Provided entries |
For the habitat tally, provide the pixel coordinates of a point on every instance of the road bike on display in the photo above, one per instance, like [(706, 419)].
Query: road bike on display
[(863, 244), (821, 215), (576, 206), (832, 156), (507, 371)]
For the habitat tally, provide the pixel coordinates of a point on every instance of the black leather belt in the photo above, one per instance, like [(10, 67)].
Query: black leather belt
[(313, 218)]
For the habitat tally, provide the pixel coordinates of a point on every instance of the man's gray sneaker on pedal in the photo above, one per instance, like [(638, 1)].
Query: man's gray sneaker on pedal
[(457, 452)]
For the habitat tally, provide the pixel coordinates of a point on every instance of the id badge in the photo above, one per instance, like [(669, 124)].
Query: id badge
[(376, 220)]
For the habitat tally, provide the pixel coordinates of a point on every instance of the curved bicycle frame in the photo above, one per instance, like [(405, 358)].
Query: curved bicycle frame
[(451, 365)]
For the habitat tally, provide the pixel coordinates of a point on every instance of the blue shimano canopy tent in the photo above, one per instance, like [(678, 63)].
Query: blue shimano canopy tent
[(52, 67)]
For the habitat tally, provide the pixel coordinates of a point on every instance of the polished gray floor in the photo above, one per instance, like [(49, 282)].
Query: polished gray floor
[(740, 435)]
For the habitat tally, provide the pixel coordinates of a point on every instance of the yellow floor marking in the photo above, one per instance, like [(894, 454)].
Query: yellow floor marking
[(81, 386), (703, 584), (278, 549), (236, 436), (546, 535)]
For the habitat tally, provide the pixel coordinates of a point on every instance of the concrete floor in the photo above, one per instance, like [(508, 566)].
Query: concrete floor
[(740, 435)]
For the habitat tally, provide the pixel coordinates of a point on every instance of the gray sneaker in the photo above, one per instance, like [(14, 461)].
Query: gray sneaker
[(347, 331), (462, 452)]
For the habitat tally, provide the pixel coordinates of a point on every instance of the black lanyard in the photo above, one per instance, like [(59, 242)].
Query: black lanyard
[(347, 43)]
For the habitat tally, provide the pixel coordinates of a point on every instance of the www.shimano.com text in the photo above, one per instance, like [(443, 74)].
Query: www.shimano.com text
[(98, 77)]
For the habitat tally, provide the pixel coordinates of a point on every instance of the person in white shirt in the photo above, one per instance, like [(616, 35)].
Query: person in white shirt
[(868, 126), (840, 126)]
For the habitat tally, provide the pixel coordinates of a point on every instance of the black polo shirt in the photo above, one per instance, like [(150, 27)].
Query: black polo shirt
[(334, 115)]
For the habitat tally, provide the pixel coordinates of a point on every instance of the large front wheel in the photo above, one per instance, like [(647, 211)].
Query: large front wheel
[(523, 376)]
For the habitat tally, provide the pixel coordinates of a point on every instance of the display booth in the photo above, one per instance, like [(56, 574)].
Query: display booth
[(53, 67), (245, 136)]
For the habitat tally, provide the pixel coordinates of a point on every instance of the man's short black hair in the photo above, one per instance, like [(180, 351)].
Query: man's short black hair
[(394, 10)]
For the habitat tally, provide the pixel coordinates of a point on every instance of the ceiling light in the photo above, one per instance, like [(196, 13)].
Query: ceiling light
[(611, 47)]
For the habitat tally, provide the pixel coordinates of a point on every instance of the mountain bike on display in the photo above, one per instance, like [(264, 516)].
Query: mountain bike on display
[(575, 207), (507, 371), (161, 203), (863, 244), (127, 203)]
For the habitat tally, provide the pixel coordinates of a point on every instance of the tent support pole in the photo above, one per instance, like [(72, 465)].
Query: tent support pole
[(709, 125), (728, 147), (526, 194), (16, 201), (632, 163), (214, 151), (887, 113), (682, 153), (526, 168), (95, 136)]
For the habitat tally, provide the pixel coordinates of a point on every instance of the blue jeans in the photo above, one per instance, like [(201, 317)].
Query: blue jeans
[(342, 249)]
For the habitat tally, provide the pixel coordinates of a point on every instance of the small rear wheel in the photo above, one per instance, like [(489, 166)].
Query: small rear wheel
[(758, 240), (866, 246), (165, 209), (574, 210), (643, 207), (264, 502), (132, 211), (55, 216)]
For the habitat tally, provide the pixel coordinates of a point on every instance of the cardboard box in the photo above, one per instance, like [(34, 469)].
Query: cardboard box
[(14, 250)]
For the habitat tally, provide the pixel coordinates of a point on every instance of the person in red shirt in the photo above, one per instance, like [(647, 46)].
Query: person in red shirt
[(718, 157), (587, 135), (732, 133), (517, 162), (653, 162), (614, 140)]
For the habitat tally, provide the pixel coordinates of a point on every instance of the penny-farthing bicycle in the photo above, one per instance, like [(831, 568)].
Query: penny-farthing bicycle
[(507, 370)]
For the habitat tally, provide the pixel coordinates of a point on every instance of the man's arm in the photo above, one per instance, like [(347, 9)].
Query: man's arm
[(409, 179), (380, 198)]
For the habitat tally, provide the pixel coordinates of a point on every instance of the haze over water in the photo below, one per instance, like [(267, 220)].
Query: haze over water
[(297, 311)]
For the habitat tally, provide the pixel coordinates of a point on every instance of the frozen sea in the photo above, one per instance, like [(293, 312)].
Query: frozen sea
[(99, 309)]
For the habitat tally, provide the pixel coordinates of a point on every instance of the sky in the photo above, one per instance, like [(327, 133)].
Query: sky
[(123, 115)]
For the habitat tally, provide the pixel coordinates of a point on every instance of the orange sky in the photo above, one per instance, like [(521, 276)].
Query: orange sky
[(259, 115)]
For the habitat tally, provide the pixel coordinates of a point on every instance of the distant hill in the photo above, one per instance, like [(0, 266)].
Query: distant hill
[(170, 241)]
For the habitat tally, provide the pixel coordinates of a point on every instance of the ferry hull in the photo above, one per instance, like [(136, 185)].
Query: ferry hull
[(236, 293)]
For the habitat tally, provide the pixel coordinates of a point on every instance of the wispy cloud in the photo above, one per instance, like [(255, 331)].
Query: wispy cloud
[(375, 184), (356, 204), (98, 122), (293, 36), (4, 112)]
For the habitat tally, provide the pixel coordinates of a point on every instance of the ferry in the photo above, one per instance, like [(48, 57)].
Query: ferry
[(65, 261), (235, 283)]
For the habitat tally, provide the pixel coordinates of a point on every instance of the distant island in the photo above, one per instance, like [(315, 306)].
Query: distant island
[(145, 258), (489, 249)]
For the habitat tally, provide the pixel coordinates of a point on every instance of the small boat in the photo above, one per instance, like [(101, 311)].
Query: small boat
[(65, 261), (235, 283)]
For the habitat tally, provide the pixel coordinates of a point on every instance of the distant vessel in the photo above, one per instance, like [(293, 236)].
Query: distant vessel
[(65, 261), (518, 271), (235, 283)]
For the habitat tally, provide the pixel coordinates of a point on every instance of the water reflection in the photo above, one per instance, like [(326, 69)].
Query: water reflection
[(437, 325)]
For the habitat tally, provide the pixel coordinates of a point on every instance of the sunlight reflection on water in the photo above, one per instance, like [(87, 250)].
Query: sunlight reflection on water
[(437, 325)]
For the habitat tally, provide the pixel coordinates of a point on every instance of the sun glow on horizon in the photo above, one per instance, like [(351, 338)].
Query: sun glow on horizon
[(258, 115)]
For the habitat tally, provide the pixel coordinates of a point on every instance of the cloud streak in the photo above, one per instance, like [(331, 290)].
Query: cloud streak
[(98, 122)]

Problem description | Rewrite every line from the start of the items up to and including the line with "[(313, 218)]", requests included. Multiply each point coordinate in the answers by 1.3 and round to whole numbers, halves up, leaving the numbers in the requests and their format samples as they are.

Exercise solution |
For the habitat tally, provide the pixel coordinates of a point on every instance of the road bike on display in the photo above, one per instance, like [(706, 419)].
Query: road bike on display
[(1122, 317), (1067, 280), (749, 268), (1082, 203), (659, 482)]
For the habitat tally, provide the pixel coordinates of a point on every instance of the black leather belt in the photo above, one per instance, like [(10, 67)].
Query: black leather belt
[(407, 283)]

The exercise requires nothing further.